→ WHAT YOU ARE ASKED TO DO
Print, please, the line that contains "of the wooden" and each line after it to the end of the entries, unchanged and with nothing else.

───── AVAILABLE DATA

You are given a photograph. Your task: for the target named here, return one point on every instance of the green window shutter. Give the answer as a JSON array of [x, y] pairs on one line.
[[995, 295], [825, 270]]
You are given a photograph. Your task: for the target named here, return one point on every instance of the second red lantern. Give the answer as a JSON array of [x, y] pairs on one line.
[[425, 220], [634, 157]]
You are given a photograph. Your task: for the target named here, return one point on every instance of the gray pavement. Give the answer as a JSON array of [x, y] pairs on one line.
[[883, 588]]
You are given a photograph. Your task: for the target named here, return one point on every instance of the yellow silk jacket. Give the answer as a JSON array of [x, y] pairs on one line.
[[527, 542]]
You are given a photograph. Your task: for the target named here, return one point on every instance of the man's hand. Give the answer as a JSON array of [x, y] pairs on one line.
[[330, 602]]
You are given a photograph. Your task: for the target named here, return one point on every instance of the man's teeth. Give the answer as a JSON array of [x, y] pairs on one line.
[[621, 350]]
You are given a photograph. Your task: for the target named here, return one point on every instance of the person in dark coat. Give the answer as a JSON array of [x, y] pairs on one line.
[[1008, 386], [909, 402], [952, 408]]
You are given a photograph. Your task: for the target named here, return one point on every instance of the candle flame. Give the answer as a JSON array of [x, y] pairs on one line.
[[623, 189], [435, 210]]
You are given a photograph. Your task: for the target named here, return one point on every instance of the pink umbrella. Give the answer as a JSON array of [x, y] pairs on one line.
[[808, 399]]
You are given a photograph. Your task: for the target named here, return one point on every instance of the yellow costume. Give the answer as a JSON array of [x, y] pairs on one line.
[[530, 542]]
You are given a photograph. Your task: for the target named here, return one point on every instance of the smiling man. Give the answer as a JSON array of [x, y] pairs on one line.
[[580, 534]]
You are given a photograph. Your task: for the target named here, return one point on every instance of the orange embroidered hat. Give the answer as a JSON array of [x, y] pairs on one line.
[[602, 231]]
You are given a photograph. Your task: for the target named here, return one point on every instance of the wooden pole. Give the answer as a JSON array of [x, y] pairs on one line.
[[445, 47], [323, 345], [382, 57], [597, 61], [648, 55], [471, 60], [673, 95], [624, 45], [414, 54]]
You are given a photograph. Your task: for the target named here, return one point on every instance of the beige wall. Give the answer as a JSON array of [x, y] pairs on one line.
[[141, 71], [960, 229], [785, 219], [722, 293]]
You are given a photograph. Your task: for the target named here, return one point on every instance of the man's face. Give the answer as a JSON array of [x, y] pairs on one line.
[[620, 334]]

──────────

→ SOLUTION TO THE PROBLEM
You are given a photograph. Your task: for the target named here, return one point on every instance of the wooden pole. Give the answer as a JSON array of [x, y] pairs on one line.
[[445, 47], [323, 345], [382, 57], [597, 61], [648, 55], [471, 60], [673, 95], [624, 45], [414, 54]]
You are given a photograph. Your task: for the target named here, return one point on every instance of the beige wall. Give the answer as a JSON array of [x, y] pairs on one line.
[[141, 71], [960, 229], [785, 219], [722, 293]]
You are given a photograph. Your task: for the target named here, return one point on every instance of the man's face. Give the answer as a JSON array of [x, y] pairs on one line.
[[620, 334]]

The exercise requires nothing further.